(Image-grounded pointing data)
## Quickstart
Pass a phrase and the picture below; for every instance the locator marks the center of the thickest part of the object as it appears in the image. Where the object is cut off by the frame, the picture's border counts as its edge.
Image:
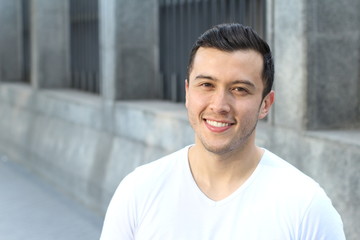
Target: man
(223, 186)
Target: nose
(220, 103)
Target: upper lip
(221, 121)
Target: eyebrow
(246, 82)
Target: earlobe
(266, 104)
(186, 92)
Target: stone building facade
(86, 143)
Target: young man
(223, 186)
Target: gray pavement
(32, 209)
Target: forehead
(239, 63)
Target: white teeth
(217, 124)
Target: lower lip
(216, 129)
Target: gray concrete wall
(83, 145)
(129, 49)
(333, 48)
(11, 68)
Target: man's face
(224, 98)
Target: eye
(240, 90)
(206, 85)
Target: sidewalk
(31, 209)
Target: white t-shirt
(161, 200)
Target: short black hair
(231, 37)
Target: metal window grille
(182, 21)
(26, 40)
(84, 37)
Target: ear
(266, 104)
(186, 92)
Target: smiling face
(224, 98)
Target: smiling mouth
(217, 124)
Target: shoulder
(285, 175)
(151, 174)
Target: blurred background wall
(90, 89)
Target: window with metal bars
(84, 52)
(182, 21)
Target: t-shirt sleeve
(321, 220)
(119, 220)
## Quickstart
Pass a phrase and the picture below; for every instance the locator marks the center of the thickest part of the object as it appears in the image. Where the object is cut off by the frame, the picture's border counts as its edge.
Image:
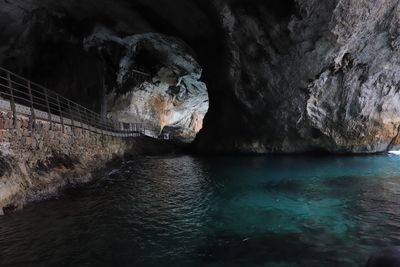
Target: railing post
(80, 118)
(12, 102)
(59, 110)
(71, 117)
(46, 97)
(31, 104)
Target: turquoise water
(226, 211)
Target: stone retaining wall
(37, 160)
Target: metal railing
(20, 95)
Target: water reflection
(180, 211)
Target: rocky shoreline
(36, 162)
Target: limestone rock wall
(174, 100)
(37, 162)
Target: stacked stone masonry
(38, 159)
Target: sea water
(221, 211)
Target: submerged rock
(388, 257)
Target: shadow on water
(186, 211)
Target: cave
(202, 132)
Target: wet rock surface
(172, 100)
(36, 162)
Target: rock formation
(282, 76)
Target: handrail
(59, 109)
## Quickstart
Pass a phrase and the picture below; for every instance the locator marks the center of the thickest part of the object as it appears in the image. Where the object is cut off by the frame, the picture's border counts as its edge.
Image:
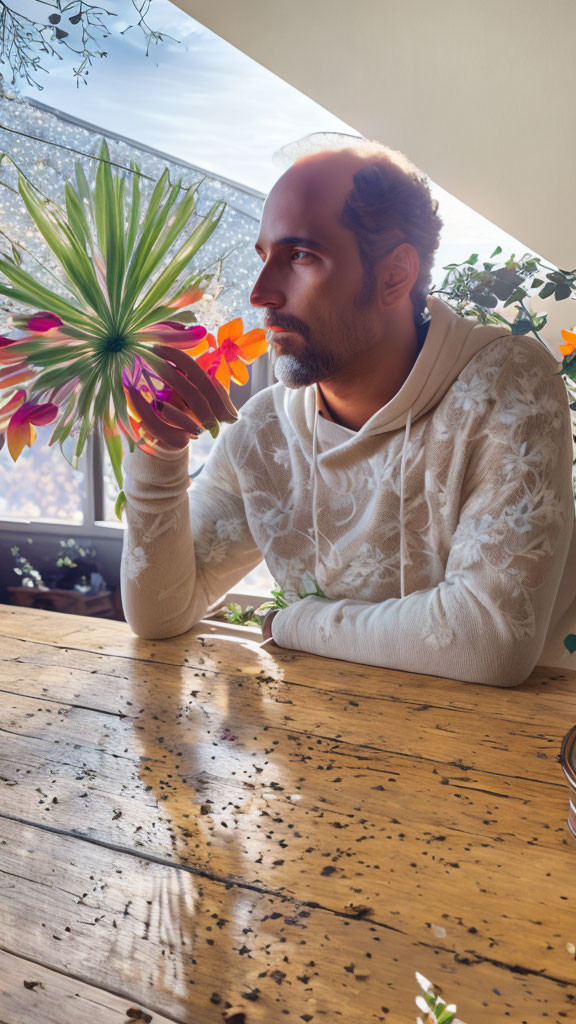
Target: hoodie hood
(450, 343)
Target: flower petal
(254, 348)
(198, 349)
(222, 374)
(17, 435)
(43, 322)
(10, 407)
(232, 331)
(18, 378)
(239, 371)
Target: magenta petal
(43, 322)
(9, 341)
(37, 414)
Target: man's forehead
(303, 207)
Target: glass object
(42, 484)
(568, 762)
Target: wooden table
(200, 824)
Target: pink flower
(43, 322)
(24, 414)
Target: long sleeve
(486, 621)
(184, 545)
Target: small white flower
(134, 560)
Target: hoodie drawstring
(314, 475)
(402, 465)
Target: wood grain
(436, 826)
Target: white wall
(479, 93)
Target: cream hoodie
(443, 531)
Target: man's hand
(197, 402)
(266, 624)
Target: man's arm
(184, 546)
(487, 621)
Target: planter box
(69, 601)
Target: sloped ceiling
(479, 93)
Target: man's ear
(397, 274)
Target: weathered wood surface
(295, 835)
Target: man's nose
(265, 292)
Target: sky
(204, 100)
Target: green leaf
(170, 231)
(109, 212)
(52, 225)
(119, 506)
(77, 216)
(522, 327)
(183, 256)
(133, 218)
(547, 290)
(114, 445)
(150, 229)
(82, 182)
(518, 295)
(31, 293)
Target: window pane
(42, 484)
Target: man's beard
(313, 367)
(295, 372)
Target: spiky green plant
(126, 268)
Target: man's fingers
(216, 396)
(197, 403)
(177, 418)
(157, 427)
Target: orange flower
(19, 430)
(234, 349)
(570, 340)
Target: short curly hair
(391, 203)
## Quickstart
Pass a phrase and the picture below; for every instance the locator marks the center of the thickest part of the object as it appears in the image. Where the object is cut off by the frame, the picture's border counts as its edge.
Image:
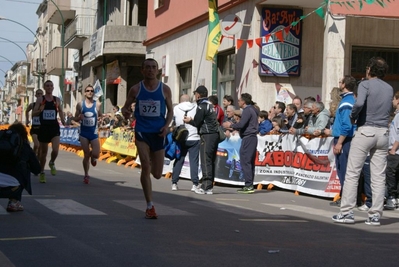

Brief: The records above must be repeated in full and exactly, but without any of the pictures.

Exercise output:
## Quickstart
Pass a phrase and the picture below; for every instance the locator marks the center of the thickest part of the object as it appears in the image. Where the object is cut off by the frame, the picture's border counts as its edge.
Image:
Target: man
(223, 186)
Target: nose
(220, 103)
Target: upper lip
(221, 121)
Target: eyebrow
(246, 82)
Target: earlobe
(266, 104)
(186, 92)
Target: stone building facade
(86, 143)
Target: young man
(223, 186)
Target: gray pavement
(32, 209)
Target: forehead
(239, 63)
Target: white teeth
(217, 124)
Target: lower lip
(216, 129)
Target: gray concrete wall
(83, 145)
(129, 49)
(333, 48)
(11, 68)
Target: man's face
(224, 98)
Target: eye
(240, 90)
(206, 85)
Target: sidewalk
(31, 209)
Target: white t-shirt
(161, 200)
Target: short black hair
(231, 37)
Target: metal window grille
(182, 21)
(26, 40)
(84, 37)
Target: ear
(266, 104)
(186, 92)
Target: smiling face
(224, 98)
Target: smiling mouth
(217, 124)
Target: shoulder
(285, 175)
(151, 174)
Target: blurred background wall
(90, 89)
Target: window with metal bars
(84, 52)
(182, 21)
Target: t-shirt sleeve
(321, 220)
(119, 220)
## Quickstart
Pass a phrase and the picture below; for every instance the locator marks the center of the thickest part of the object as it appears in the image. Where the object is cut off by the frame, the picture's border counts as its edge.
Image:
Target: railing post
(80, 118)
(12, 102)
(59, 110)
(71, 117)
(46, 97)
(31, 104)
Target: turquoise water
(226, 211)
Target: stone retaining wall
(37, 160)
Target: metal railing
(20, 95)
Target: water reflection
(180, 211)
Target: rocky shoreline
(36, 162)
Target: limestone rock wall
(174, 100)
(37, 162)
Target: stacked stone masonry
(38, 159)
Target: sea water
(221, 211)
Target: submerged rock
(388, 257)
Target: shadow on water
(186, 211)
Target: cave
(202, 132)
Target: wet rock surface
(172, 100)
(36, 162)
Target: rock formation
(282, 76)
Target: handrail
(59, 109)
## Quickstart
Pass a phrase and the picture below; for every instance the locator marks the center of the thickest part of the object as it appears in the image. Where the object is cut off by the frame, the picture's border counts as its edge.
Image:
Target: hoodie hood
(450, 343)
Target: flower petal
(254, 348)
(198, 349)
(222, 374)
(17, 435)
(43, 322)
(10, 407)
(232, 331)
(18, 378)
(239, 371)
Target: magenta petal
(43, 322)
(9, 341)
(37, 414)
Target: man's forehead
(303, 207)
Target: glass object
(42, 484)
(568, 762)
Target: wooden table
(200, 824)
Target: pink flower
(43, 322)
(24, 414)
Target: long sleeve
(486, 621)
(184, 545)
Target: small white flower
(134, 560)
Target: hoodie drawstring
(314, 475)
(402, 465)
Target: wood grain
(436, 826)
Target: white wall
(479, 93)
Target: cream hoodie
(443, 531)
Target: man's hand
(197, 402)
(266, 624)
Target: man's arm
(184, 546)
(487, 621)
Target: planter box
(69, 601)
Target: sloped ceiling
(479, 93)
Target: man's ear
(397, 274)
Target: weathered wood surface
(295, 835)
Target: man's nose
(265, 292)
Target: sky
(204, 100)
Target: green leaf
(170, 231)
(109, 212)
(52, 225)
(119, 506)
(77, 216)
(522, 327)
(183, 256)
(133, 218)
(547, 290)
(114, 445)
(150, 229)
(82, 182)
(518, 295)
(31, 293)
Target: window pane
(42, 484)
Target: man's beard
(313, 367)
(295, 372)
Target: spiky green plant
(126, 268)
Target: man's fingers
(216, 396)
(197, 403)
(177, 418)
(157, 427)
Target: orange flower
(19, 430)
(234, 349)
(570, 340)
Target: short curly hair
(391, 203)
## Quickstart
Pass a phrase and the picture below; for every instance the locator marks the center of the thickest part of the object as it appears in the image. Where the object is cut off by the frame, the picture's border counts as its edge.
Image:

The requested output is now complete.